:: Provided data ::

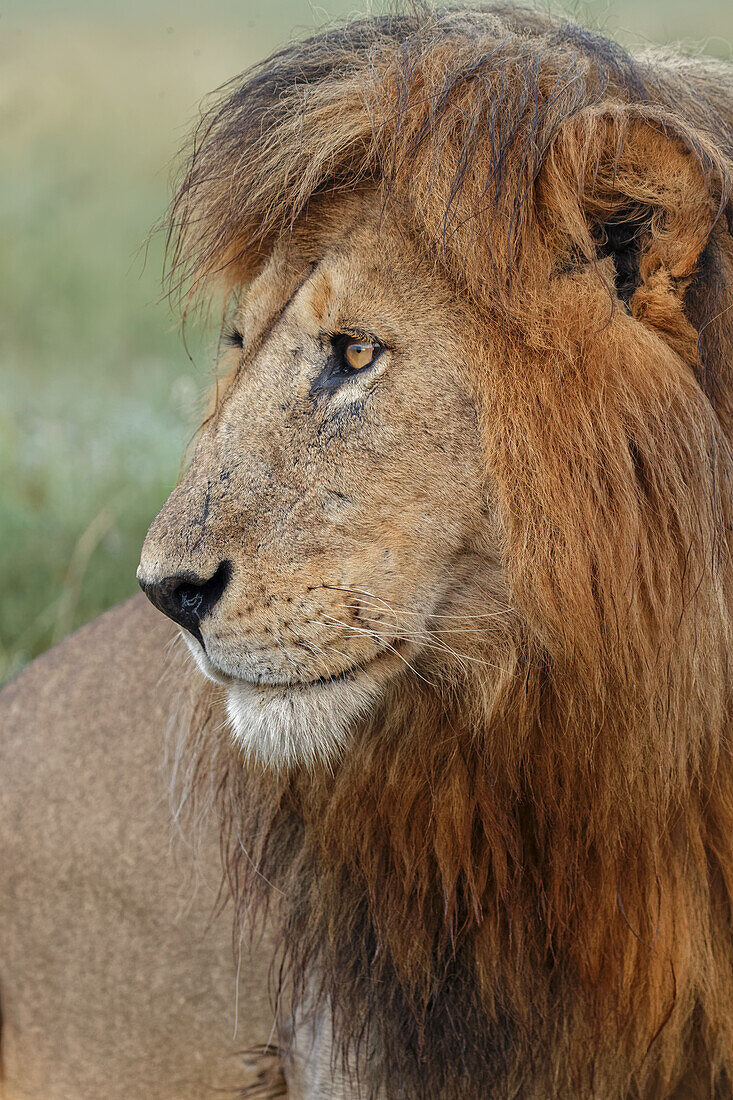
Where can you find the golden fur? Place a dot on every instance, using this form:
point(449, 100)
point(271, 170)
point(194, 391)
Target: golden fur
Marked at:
point(511, 872)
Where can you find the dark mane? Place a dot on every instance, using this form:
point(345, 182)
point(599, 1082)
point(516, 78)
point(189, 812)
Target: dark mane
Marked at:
point(384, 99)
point(529, 886)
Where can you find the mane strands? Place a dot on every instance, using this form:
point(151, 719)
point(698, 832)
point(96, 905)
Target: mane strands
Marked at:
point(522, 877)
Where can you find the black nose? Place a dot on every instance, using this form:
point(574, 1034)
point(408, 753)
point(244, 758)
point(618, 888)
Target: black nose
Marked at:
point(187, 598)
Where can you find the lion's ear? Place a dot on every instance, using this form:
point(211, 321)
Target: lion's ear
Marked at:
point(626, 186)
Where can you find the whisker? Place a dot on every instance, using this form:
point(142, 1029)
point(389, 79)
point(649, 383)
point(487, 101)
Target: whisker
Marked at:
point(387, 645)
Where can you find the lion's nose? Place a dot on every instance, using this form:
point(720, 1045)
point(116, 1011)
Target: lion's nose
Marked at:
point(187, 598)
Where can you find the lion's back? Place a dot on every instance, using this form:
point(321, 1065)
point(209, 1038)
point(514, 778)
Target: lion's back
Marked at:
point(112, 981)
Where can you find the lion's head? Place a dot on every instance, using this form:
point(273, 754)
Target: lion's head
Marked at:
point(334, 518)
point(457, 527)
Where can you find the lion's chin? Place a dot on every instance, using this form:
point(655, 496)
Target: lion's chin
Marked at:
point(296, 726)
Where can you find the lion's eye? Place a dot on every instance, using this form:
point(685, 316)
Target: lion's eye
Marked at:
point(354, 354)
point(359, 355)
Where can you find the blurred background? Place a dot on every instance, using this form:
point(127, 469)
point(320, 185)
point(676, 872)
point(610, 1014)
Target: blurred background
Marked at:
point(99, 394)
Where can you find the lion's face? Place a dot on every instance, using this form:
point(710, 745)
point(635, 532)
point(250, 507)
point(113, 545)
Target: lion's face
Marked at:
point(335, 503)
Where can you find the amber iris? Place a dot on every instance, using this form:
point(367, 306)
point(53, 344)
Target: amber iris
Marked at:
point(359, 355)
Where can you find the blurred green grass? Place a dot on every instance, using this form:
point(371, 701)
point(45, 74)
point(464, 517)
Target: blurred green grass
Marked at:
point(98, 393)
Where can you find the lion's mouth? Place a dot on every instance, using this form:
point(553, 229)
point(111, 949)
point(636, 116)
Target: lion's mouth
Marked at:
point(265, 683)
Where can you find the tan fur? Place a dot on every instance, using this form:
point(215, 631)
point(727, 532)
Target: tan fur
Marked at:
point(506, 854)
point(495, 853)
point(117, 971)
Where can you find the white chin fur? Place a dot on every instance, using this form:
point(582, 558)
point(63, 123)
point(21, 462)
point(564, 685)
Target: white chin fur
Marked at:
point(287, 727)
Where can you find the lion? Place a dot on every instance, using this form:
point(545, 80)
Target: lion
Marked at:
point(452, 561)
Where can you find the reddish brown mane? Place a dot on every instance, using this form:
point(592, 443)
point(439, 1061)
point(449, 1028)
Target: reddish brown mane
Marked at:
point(527, 884)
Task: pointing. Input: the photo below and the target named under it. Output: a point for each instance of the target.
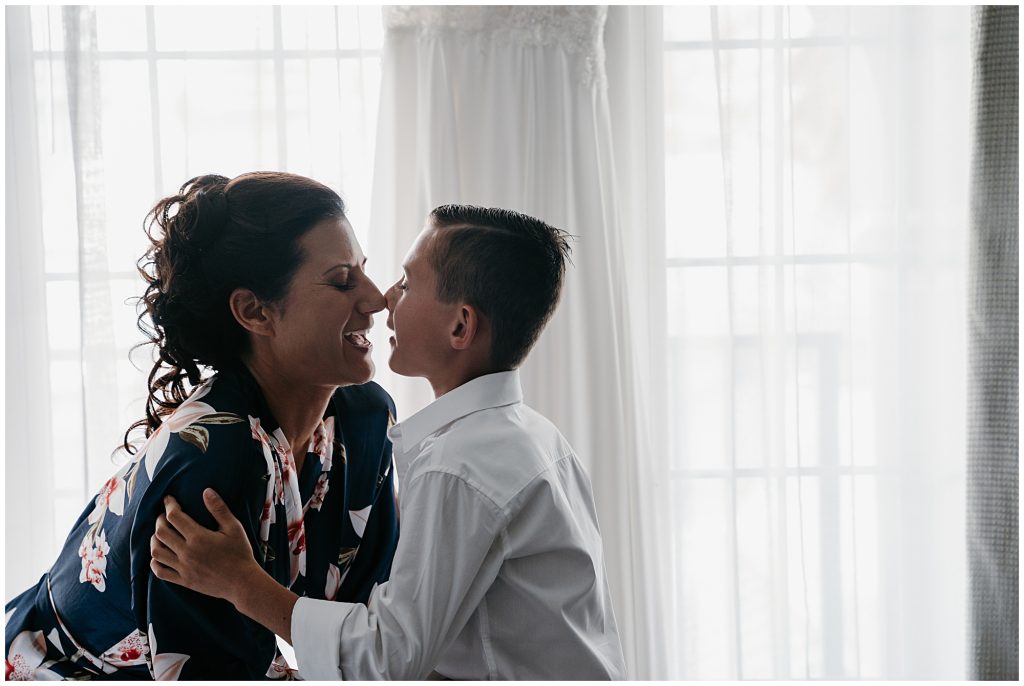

:::

What you are asked to do
Write out all the material verbatim, images excluded.

Final answer
Where can you find the golden fur? Place a dot on every instance, using this form:
point(449, 100)
point(271, 170)
point(194, 391)
Target: golden fur
Marked at:
point(511, 872)
Where can you find the dark mane? Place a dot on every instance, using this form:
point(345, 182)
point(599, 1082)
point(516, 78)
point(189, 812)
Target: dark mane
Marked at:
point(384, 99)
point(529, 886)
Where can you find the mane strands? Place a dot on every instance, using this form:
point(151, 719)
point(698, 832)
point(96, 905)
Target: mane strands
Marked at:
point(522, 877)
Where can you find the black nose? Place a dot on every instance, using this form:
point(574, 1034)
point(408, 753)
point(244, 758)
point(618, 888)
Target: black nose
Marked at:
point(187, 598)
Where can you find the lion's ear? Place a dot on every instance, using this form:
point(211, 321)
Target: lion's ear
Marked at:
point(626, 186)
Where can you find the whisker? Place a dot on every instance, using this form:
point(142, 1029)
point(389, 79)
point(649, 383)
point(487, 101)
Target: whisker
Marked at:
point(387, 645)
Where can you find the lion's nose? Place a dot on every instance, using this form:
point(720, 1045)
point(116, 1011)
Target: lion's nose
Marked at:
point(187, 598)
Where can you find the lion's back? Place a dot on every instance, using this form:
point(321, 1065)
point(209, 1038)
point(514, 778)
Target: lion's back
Marked at:
point(112, 981)
Where can you find the lion's head? Place a dot on every instance, using this form:
point(273, 754)
Target: lion's head
Marked at:
point(334, 518)
point(457, 527)
Where can you find the lion's chin? Place a dot on every instance, using this form:
point(655, 496)
Target: lion's chin
Marked at:
point(296, 726)
Where can you find the lion's eye? Place a dot on every instance, using this form:
point(685, 316)
Target: lion's eye
Marked at:
point(354, 354)
point(359, 355)
Where can you find the blurred background? Place a dot on every instance, using this form:
point(127, 469)
point(320, 185)
point(676, 872)
point(610, 1014)
Target: blurred background
Marked at:
point(99, 394)
Where can you find the lion's face? Place a dot on every instance, using this form:
point(710, 745)
point(635, 532)
point(250, 507)
point(113, 545)
Target: lion's face
Marked at:
point(335, 503)
Where can you find the amber iris? Place a dot on every instance, using this form:
point(367, 306)
point(53, 344)
Target: amber iris
Marked at:
point(359, 355)
Where can you find the blurred green grass? Place a dot on every instance, using this form:
point(371, 701)
point(45, 74)
point(464, 517)
Target: blurred green grass
Marked at:
point(98, 393)
Where can you find the lion's mouth? Place a dot on every instance, using this form:
point(553, 229)
point(111, 949)
point(636, 116)
Target: lion's mouth
Marked at:
point(265, 683)
Where can you find the tan fur? Place a dot on every instance, using this form:
point(215, 631)
point(727, 532)
Target: tan fur
Marked at:
point(506, 854)
point(495, 853)
point(117, 971)
Where can you find the white chin fur? Place a dot on every instance, using this form:
point(582, 558)
point(63, 123)
point(21, 462)
point(564, 685)
Target: white chin fur
Marked at:
point(287, 727)
Where can you find the lion? Place a dot on every instance, using this form:
point(545, 80)
Target: lion
Marked at:
point(452, 561)
Where can you find the reddish brown mane? Place a dot on every instance, using this form:
point(592, 443)
point(439, 1061)
point(449, 1028)
Target: reddish brown mane
Marked at:
point(527, 884)
Task: pointing. Input: the photo below and the target named under it. Output: a point for each instance of the target.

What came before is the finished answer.